[Saved data entries]
□ □ □ □ □ □ □
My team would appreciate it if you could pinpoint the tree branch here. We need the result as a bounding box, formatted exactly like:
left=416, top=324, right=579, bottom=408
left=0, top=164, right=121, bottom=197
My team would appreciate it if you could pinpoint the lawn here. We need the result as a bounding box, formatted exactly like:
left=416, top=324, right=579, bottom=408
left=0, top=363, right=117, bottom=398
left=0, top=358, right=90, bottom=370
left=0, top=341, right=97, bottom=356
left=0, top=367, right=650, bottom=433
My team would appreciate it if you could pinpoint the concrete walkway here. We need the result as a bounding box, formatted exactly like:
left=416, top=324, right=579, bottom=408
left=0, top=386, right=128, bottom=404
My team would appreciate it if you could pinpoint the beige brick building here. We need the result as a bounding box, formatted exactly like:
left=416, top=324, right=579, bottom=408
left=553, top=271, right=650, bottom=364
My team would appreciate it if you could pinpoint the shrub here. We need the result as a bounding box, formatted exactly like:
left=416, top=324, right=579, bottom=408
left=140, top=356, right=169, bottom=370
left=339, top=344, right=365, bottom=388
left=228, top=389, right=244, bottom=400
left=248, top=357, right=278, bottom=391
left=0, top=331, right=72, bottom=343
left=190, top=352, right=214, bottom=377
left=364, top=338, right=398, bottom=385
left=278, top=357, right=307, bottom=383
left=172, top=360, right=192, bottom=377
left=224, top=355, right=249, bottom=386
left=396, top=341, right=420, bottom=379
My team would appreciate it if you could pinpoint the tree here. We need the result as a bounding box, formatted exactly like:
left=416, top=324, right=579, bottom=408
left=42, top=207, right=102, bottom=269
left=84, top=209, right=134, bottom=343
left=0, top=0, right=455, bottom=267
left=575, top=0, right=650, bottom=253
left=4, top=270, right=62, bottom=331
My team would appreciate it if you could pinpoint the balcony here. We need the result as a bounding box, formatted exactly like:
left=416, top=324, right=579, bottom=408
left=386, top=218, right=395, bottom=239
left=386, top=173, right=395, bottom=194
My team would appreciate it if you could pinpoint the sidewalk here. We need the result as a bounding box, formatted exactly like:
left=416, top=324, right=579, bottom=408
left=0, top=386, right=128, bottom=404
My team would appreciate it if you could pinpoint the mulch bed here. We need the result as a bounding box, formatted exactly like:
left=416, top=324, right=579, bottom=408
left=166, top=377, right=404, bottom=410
□ □ □ □ □ □ □
Do this: Lay out the lines above as a two-column CSV with the columns "input" and "output", one row for each: put each input's text and its answer in one quoted field, turning line breaks into spaces.

The output:
input,output
"My team would appreciate it if you could pinpoint the tree branch here. We need the result as a bounding box, formatted exactly like: left=416, top=324, right=579, bottom=408","left=0, top=164, right=121, bottom=197"
"My team would appreciate it if you could pinpoint the lawn here. We need the result as a bounding box, formatted exactly like: left=416, top=324, right=579, bottom=408","left=0, top=363, right=117, bottom=398 left=0, top=358, right=90, bottom=370 left=0, top=341, right=97, bottom=356 left=0, top=367, right=650, bottom=433"
"My team would appreciate it if you could pinpoint the concrete walkway here. We need the result as a bounding box, formatted exactly like: left=416, top=324, right=579, bottom=408","left=0, top=386, right=128, bottom=404"
"My team would appreciate it if you could pinpoint the beige brick building here. We need the result as a bounding box, formatted exactly like: left=416, top=324, right=579, bottom=408","left=553, top=271, right=650, bottom=364"
"My team would appreciate it if you could pinpoint the shrub here. We need the result as a bounding box, formatted exactly like: left=416, top=324, right=579, bottom=408","left=140, top=356, right=169, bottom=370 left=339, top=344, right=365, bottom=388 left=228, top=389, right=244, bottom=400 left=248, top=357, right=278, bottom=391 left=0, top=331, right=72, bottom=343 left=190, top=352, right=214, bottom=377 left=364, top=338, right=398, bottom=385 left=278, top=357, right=307, bottom=383 left=172, top=360, right=192, bottom=377 left=224, top=355, right=249, bottom=386 left=396, top=341, right=420, bottom=379"
"My team would appreciate it if you could pinpoint the tree here. We need the result as a bounding box, formatted exactly like: left=416, top=324, right=579, bottom=408","left=42, top=207, right=102, bottom=269 left=84, top=209, right=134, bottom=343 left=0, top=0, right=455, bottom=267 left=575, top=0, right=650, bottom=253 left=4, top=270, right=62, bottom=331"
"My team would appreciate it if you could pinpoint the balcony here. We need the result as a bounding box, formatted exactly like: left=416, top=324, right=579, bottom=408","left=386, top=218, right=395, bottom=239 left=386, top=173, right=395, bottom=194"
"My team would appreciate it if you could pinpoint the sidewalk here. We need the result as a bounding box, formatted exactly like: left=416, top=324, right=579, bottom=408","left=0, top=386, right=128, bottom=404"
"My team would appreciate it if you could pinpoint the mulch bed here. We need the result as a bounding box, formatted exactly like: left=416, top=324, right=579, bottom=408","left=166, top=377, right=404, bottom=410"